-------- AVAILABLE DATA --------

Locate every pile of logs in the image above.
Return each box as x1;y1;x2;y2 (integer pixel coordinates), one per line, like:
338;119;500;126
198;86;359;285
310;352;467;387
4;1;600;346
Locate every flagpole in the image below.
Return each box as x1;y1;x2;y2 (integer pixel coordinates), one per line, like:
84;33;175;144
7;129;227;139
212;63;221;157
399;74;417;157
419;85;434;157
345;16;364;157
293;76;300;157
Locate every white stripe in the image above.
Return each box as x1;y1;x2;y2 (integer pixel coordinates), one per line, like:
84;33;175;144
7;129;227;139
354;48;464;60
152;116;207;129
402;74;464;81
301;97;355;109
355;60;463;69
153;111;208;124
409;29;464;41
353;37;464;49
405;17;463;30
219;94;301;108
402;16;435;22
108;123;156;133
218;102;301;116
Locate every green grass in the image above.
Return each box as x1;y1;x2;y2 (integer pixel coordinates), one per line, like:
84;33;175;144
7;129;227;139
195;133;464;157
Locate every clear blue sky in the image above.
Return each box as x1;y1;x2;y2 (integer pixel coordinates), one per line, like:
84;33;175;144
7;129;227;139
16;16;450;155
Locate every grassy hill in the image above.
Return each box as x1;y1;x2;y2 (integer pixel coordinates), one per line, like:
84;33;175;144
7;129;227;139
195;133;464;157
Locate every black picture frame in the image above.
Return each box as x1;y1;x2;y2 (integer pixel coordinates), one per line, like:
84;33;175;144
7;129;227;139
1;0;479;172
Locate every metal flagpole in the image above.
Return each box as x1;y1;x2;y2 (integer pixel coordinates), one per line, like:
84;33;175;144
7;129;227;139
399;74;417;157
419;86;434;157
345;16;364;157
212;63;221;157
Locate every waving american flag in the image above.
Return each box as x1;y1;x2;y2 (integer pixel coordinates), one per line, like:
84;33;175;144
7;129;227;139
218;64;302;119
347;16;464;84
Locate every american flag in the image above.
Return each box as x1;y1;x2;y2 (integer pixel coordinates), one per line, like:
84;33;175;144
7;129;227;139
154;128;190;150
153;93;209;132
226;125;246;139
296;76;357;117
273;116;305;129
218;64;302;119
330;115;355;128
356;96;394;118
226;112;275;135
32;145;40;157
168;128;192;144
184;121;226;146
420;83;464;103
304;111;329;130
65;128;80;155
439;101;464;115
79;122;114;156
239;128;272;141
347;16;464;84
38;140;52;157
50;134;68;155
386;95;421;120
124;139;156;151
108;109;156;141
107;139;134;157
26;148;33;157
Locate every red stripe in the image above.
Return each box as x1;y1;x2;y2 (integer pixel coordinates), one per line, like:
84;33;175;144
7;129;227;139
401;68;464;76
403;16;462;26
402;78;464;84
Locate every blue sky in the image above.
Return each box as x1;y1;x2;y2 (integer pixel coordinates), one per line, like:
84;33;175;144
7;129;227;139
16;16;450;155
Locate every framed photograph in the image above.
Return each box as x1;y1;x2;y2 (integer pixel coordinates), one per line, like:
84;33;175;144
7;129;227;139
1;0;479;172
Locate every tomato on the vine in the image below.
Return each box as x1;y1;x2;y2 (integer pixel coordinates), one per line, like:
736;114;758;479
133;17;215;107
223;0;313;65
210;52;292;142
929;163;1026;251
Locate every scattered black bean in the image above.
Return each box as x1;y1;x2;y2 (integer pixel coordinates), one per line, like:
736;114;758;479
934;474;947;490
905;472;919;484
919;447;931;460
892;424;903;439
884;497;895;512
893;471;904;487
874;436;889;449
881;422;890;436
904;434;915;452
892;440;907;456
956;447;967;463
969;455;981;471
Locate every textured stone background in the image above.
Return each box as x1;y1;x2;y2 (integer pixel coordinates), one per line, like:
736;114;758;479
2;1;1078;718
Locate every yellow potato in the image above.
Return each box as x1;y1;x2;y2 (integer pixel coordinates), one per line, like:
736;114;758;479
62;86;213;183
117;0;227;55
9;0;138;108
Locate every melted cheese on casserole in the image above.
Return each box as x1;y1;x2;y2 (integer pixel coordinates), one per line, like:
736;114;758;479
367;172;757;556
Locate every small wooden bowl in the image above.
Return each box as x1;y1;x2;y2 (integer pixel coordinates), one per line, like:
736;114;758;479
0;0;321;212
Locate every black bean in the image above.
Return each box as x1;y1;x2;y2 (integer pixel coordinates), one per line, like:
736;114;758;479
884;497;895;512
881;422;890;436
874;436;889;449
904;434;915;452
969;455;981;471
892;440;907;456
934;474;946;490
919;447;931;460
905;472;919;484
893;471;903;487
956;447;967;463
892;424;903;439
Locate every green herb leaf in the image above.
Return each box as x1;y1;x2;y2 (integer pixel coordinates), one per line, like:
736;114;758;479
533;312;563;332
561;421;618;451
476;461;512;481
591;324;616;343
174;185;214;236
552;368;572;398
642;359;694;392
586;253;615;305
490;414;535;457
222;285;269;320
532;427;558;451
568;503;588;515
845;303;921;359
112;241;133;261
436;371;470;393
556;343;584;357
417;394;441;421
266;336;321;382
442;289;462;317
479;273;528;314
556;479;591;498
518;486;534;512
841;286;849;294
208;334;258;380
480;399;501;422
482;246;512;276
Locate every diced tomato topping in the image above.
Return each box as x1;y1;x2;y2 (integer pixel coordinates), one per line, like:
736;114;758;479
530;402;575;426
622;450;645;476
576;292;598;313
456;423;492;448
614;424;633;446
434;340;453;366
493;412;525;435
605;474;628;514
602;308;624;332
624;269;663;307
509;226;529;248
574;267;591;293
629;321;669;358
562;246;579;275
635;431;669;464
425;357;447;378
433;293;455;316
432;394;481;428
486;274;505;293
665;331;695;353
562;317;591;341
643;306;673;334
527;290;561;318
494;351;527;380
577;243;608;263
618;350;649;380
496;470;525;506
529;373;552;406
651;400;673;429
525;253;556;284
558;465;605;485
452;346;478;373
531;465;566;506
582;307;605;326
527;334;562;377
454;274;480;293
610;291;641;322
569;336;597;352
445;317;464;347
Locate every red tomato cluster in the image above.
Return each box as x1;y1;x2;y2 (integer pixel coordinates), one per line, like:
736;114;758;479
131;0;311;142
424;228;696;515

--------

* [TASK TO CARRY OUT]
If a line above holds the word "stripe", count it; then say how many such lines there are and nothing else.

* [RESPONSE AREA]
2